Scripture: 1 Corinthians 1:18-24, John 3:13-17
“For the message about the cross is foolishness to those who are perishing, but to us who are being saved it is the power of God.” – 1 Corinthians 1:18
Today we are celebrating the feast of the Holy Cross, a day that is linked to the dedication of the Church Constantine dedicated, purportedly on the site where Jesus had been crucified 300 years before, and where according to legend Helena (Constantine’s mother), had discovered a piece of the true Cross during the excavation of the church, the church which is now known as the Church of the Holy Sepulchre.
It’s likely just a legend, a story likely added to the lore of the church which became the crown jewel of Constantine’s empire, a foolish myth to legitimize the conversion of the Roman Empire to Christianity under Constantine. Myth or not, the story is perfect for today as we celebrate the Cross of Jesus and all that means for us and for the world.
As Christians a feast celebrating the Cross is nothing new, we adorn ourselves with crosses around our necks, our churches are filled with them, some even shaped like them; on Good Friday we bring out a large wooden cross and pray before it. Crosses are our thing, so to speak.
But to the world outside they are archaic symbols at the best of times – reminders of a past that our current culture is seemingly more than happy to leave in the dust – or more negatively crosses (and the religion they represent) are considered foolish endeavours meant only for the weak and irrational members of society.
For many of you growing up the church and the cross that represented it, were respected in society, cornerstones of the fabric of the world you lived in. Churches filled the landscape of Toronto, and every North American city or town. The shift from respectability to foolishness has been gradual over the last 50 years, accelerating in more recently.
Many of you might bemoan the fact that the church and the Cross are considered irrelevant or foolish in the eyes of the world, but I want to suggest to you that perhaps it is a good thing, perhaps this shift will be helpful in the proclamation of the Gospel in our time and place.
After all, as we heard in our reading from 1 Corinthians this morning, “the message of the cross is foolishness to those who are perishing, but to us who are being saved it is the power of God.” As Christians we might wonder why the cross or the crucifixion of Jesus is considered folly, but that’s because we have become so accustomed to the story of Jesus and God’s plan of salvation, that it just seems normal to us, it is a story we have been told since we were children.
But no matter how comforting, or uplifting the Cross is for us who know the story, we cannot deny that through the eyes of the world, it is an utterly foolish story, and that is the way that God intended it.
Our world values powerful people, people who are strong and self-sufficient. People who make great names for themselves out of nothing – business men and women, celebrities, politicians. While there is certainly goodness in the world, the driving economic and social agendas are primarily selfish, and focus on individual betterment often at the cost of others. Any sign of weakness is taken advantage of, seen as distinctly negative. We need only look at the recent swing in pretty ugly populist political parties here in North America and across the world with slogans like ‘America First’ or ‘Make Canada Great Again’ – to see that self-interest and power are the currency of the day.
And in this culture the cross is certainly a foolish story about a ‘Sad Loser’ as a certain president might say. There is no great worldly victory in the Cross – it was and still is a brutal means of torture and execution reserved for criminals and rebels. In the eyes of the world – of Rome and any empire since – the cross tells the tale of Jesus’ failure and humiliating death, as the crowds who followed him turned against him, as his friends abandoned him and as the man who claimed to be the Son of God could do nothing to save himself from the crushing might of the Roman Empire.

────

SHORT TASK 1:
From the sermon on the Holy Cross, write out the passage starting at "Our world values" and ending at "of the day.".
SHORT TASK 2:
In the sermon on the Holy Cross, who does legend say discovered a piece of the true Cross?
SHORT TASK 3:
Carry on the sermon about the Holy Cross from the point where it stops.

GIVEN INFORMATION:
────

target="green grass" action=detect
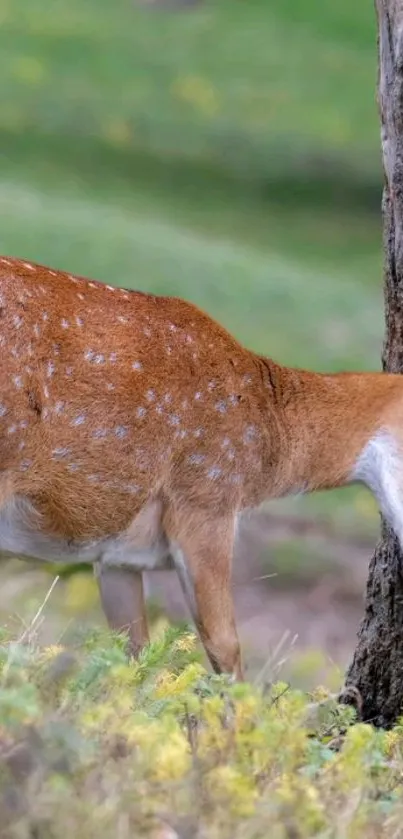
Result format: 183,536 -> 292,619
0,0 -> 383,540
0,630 -> 403,839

────

EXPECTED ANSWER 1:
Our world values powerful people, people who are strong and self-sufficient. People who make great names for themselves out of nothing – business men and women, celebrities, politicians. While there is certainly goodness in the world, the driving economic and social agendas are primarily selfish, and focus on individual betterment often at the cost of others. Any sign of weakness is taken advantage of, seen as distinctly negative. We need only look at the recent swing in pretty ugly populist political parties here in North America and across the world with slogans like ‘America First’ or ‘Make Canada Great Again’ – to see that self-interest and power are the currency of the day.

EXPECTED ANSWER 2:
Helena, Constantine's mother.

EXPECTED ANSWER 3:
If you take a step back from the years of Christian instruction you’ve had – you have to admit this is a pretty foolish way for God to save the world, it is a pretty foolish way for God to initiate the transformation and healing of the world. Our history books are rarely filled with the accounts of utter failure – they would not have celebrated so heartily across the world on the day World War II had ended if it has ended in defeat.
And yet, the greatest story that has ever been told, the story of God’s love for the world, of his pursuit of humankind in the hopes of reconciliation, the story of God’s great love for us finds its climax in this foolish episode of Jesus’ death on the cross, in this utter defeat of Jesus’ ministry.
In our Gospel reading this morning we heard the famous line from John’s Gospel about God’s love – “For God so loved the world that he gave his only Son, so that everyone who believes in him may not perish but may have eternal life. Indeed, God did not send the Son into the world to condemn the world, but in order that the world might be saved through him.” (John 3:16-3:17).
Again we must admit to ourselves that on the surface the crucifixion and death of Jesus is a pretty foolish way to show love. One can imagine many different and perhaps less gruesome and humiliating ways that God could have demonstrated his great love for the world. After all, we all love children, spouses, parents deeply and none of us are lining up to be crucified or tortured to show them!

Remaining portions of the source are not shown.